### [EXTRACTED TEXT]
========

# Best Water Troughs?



## petitepyromaniac

What do you think is the best water trough? There are many options with steel, rubber, plastic, etc....

Moss is a big problem in mine. It made me wonder if some troughs allow this more than others- for example, maybe troughs with slicker materials would give the moss less to grip to. Once I started thinking about it, I figured there must me a lot of different pros and cons to different types of troughs.

Any help/opinions is appreciated!


----------



## Speed Racer

Troughs grow algae, not collect moss. Moss can't live under water.

All stock tanks, regardless of their make and material, grow algae. Horses slobber in the water, they throw organic material (feed, hay, grass) in the trough, and other things happen that encourages the growth of algae.

There are various ways of minimizing algae in water troughs but I don't think you can ever get rid of it completely, and certainly not forever. There also isn't a type of material that's 'less grippy' for algae.

I have Rubbermaid troughs. I like that they're much lighter and easier to move when empty, as opposed to metal troughs.


----------



## iridehorses

I've used a Rubbermaid 100 gallon tank for the past 20+ years but algae (which I think you mean rather then moss) will still stick to it. It's easy to clean but still needs to be done a few times per season depending on whether you have it in the sun or not. I've never heard of anything except those refillable tanks that don't collect algae.


----------



## petitepyromaniac

Algae, NOT moss. Got it. My knowledge of such things is rather limited 

I realize I'll probably never completely get rid of algae, and that's okay- I don't have a problem cleaning troughs. I was just wondering if there was something better out there. I always like learning about what's new and what other people are using!


----------



## Alwaysbehind

I have the Rubbermaid type trough too. I clean it about once per week to keep the growing stuff to a minimum.


I also have two smaller (I think 20 or 25 gallon) tubs that are the black rubber stuff (very heavy). I like those because they are in the smaller paddocks and if a horse steps in them or such they are not likely to hurt the trough or the horse. They too grow stuff on the sides if I do not clean them out regularly.


----------



## wetrain17

Automatic waterers (sp?) they are the best. easy and fast to clean!


----------



## VelvetsAB

wetrain17 said:


> Automatic waterers (sp?) they are the best. easy and fast to clean!


_For outside?_

_I am assuming that because PP asked about water troughs that they would be used outside in a paddock. An automatic waterer could have lines freeze in the winter if it was out of doors....and I do not know many people who use them outside. Personally, I do not like the auto's as you can not see how much water your horse is actually consuming, compared to a trough (or a bucket inside)._


_We have used barrels cut in half**, steel and the rubbermaid type troughs. They all grew slimy stuff or algea on them if they were not cleaned on a fairly regular basis, or if the water was "old" in it. The barrels seem to work the best (for pastures with only a few horses) as the water normally is fresher in them, since they hold a smaller gallon amount. It is also much easier to dump a small trough compared to a large one, and waste less water._

_**By cut in half, I mean that the bottom and the top of the barrel has been cut, with a bit of the middle ending up being garbage. _


----------



## wetrain17

I've never had an issue with the lines freezing. I like them because the water stays fresh for the horses to drink and they are quick and easy to clean.

========

### [DATA SECTION]
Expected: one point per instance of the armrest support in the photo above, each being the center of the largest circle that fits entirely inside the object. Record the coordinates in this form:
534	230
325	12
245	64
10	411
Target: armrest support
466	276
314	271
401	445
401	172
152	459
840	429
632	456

========

### [GIVEN EXERCISE]
Carry on the forum thread about water troughs, starting after its final post.

### [THE RESULT]
----------



## Speed Racer

Not everyone can afford auto waterers, and as Velvet stated, they make it impossible to judge how much water the horses are drinking. 

I like to keep tabs on that, as I've dealt with one impaction colic over the years and I'd rather not have another.


----------



## wetrain17

petitepyromaniac said:


> What do you think is the best water trough? There are many options with steel, rubber, plastic, etc....
> 
> Moss is a big problem in mine. It made me wonder if some troughs allow this more than others- for example, maybe troughs with slicker materials would give the moss less to grip to. Once I started thinking about it, I figured there must me a lot of different pros and cons to different types of troughs.
> 
> Any help/opinions is appreciated!


 
To each their own. I was just answering the question based on my experience. The horses get all the water they want from them and it is always fresh. I empty them and turn them off when the horses are in their stalls and then turn them back on when i turn out. All my horses get plenty of water.


----------



## mls

VelvetsAB said:


> _I am assuming that because PP asked about water troughs that they would be used outside in a paddock. An automatic waterer could have lines freeze in the winter if it was out of doors....and I do not know many people who use them outside. Personally, I do not like the auto's as you can not see how much water your horse is actually consuming, compared to a trough (or a bucket inside)._


We have 3 automatic water access. They do not freeze in the winter.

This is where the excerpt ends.